However, I don't think that QUIC or TLS integration is necessarily a good idea for this cipher.  SRTP is one thing, but QUIC and TLS have an entirely different structure that might make short tags more risky than otherwise.

DTLS-SRTP has a split structure, with the important key agreement piece being done with a full (D)TLS handshake.  The handshake is typically protected with ciphers that have strong protections against forgery.  In a context where you have signaling or data transfer (like WebRTC data channels), that data is also protected by the stronger cipher.  Individual media streams are then protected with a different cipher, in SRTP.  For instance, you might protect audio with one of the truncated HMAC modes.

+++++

[DIRECTIVES]
(a) Answer these questions from the DTLS-SRTP passage:
(i) With which two protocols does the writer doubt that integrating the cipher is a good idea?
(ii) How is the key agreement piece of DTLS-SRTP carried out?
(iii) What does the passage give as an example of how audio might be protected?
(b) Extend the DTLS-SRTP passage with a further paragraph that picks up after its final sentence.
The records that follow come from a separate source.

[SUPPLIED RECORDS]
+++++

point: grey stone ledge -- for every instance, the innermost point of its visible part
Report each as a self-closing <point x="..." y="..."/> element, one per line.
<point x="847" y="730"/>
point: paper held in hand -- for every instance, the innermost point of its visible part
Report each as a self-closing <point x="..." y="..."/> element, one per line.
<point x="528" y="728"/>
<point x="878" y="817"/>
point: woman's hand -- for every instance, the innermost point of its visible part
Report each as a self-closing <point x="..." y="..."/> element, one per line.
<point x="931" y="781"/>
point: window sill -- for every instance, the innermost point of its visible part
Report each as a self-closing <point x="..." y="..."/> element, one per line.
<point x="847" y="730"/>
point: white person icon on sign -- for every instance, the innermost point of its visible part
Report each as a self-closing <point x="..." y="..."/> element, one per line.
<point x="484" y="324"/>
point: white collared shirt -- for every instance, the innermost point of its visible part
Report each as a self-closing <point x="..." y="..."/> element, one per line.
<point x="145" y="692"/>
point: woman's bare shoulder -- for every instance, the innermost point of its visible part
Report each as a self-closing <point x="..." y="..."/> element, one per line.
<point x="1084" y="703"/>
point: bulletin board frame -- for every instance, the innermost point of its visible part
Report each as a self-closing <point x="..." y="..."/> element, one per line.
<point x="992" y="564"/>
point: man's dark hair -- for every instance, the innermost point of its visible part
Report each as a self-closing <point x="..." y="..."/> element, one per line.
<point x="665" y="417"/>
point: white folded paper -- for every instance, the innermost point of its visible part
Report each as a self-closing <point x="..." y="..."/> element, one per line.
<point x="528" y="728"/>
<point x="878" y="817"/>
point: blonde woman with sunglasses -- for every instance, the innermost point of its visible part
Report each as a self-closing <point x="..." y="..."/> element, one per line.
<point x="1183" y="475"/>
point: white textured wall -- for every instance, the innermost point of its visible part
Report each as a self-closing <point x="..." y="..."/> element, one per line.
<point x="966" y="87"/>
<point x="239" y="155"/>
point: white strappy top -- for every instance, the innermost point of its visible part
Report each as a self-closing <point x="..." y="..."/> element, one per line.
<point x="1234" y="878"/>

+++++

[ANSWERS BELOW]
(a)
(i) QUIC and TLS.
(ii) With a full (D)TLS handshake.
(iii) With one of the truncated HMAC modes.

(b)
Now, setting aside the bit where it is ridiculous to insist on shaving a few bytes off packets when you have a multi-megabit video flow alongside, weaker protections can be useful.  Authentication is a non-trivial proportion of the overall cost of sending audio, especially when you want to keep packet rates high to reduce latency.  More so when you consider the potential to have multiple layers of protection (SFrame), potentially with different tolerance to forgery on each.

Choosing a weak cipher (and we should not pretend that this is anything but that) means that any weakness affects everything on a connection.  That isn't good for QUIC or TLS.

It might be possible to build a QUIC extension that allowed some data to be protected differently than other (perhaps using connection IDs; a popular technique).  For me, I'd need something like that for this cipher to find a role in QUIC.  To that end, I have no interest in negotiating this cipher for use in TLS proper.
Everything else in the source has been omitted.